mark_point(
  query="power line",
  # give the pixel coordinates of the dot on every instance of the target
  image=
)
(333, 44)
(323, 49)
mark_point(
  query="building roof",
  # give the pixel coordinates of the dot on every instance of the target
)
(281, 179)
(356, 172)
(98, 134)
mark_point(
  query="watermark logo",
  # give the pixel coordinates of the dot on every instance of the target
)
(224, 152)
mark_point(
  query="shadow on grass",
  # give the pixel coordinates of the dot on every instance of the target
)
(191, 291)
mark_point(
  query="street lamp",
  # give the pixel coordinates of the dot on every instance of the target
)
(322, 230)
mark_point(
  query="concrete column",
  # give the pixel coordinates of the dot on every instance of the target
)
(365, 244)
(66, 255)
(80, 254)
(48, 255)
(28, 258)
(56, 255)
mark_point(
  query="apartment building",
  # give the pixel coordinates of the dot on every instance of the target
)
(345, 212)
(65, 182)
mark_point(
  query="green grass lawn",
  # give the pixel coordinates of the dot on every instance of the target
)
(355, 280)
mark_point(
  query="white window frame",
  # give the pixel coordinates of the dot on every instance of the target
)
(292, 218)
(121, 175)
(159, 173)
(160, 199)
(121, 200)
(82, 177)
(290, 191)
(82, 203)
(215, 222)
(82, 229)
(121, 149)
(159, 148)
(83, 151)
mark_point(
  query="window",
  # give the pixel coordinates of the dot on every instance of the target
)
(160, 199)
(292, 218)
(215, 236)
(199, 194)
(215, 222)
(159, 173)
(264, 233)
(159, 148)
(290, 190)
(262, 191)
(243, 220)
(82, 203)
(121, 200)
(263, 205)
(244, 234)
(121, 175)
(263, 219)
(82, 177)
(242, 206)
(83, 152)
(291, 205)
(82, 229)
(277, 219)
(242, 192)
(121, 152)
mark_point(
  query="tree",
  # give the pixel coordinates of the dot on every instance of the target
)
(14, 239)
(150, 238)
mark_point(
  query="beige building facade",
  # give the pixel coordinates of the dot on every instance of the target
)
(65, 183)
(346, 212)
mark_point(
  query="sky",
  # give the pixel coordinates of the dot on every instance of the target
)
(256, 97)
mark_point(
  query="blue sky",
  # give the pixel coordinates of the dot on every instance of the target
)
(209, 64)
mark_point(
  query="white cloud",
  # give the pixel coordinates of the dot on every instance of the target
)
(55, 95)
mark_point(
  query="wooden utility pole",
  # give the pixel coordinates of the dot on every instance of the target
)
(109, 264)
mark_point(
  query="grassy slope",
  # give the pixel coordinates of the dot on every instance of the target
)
++++++++++
→ **What you need to do**
Identify each line above that contains the word "window", and copy every such line.

→ **Reply**
  query="white window frame",
  query="window",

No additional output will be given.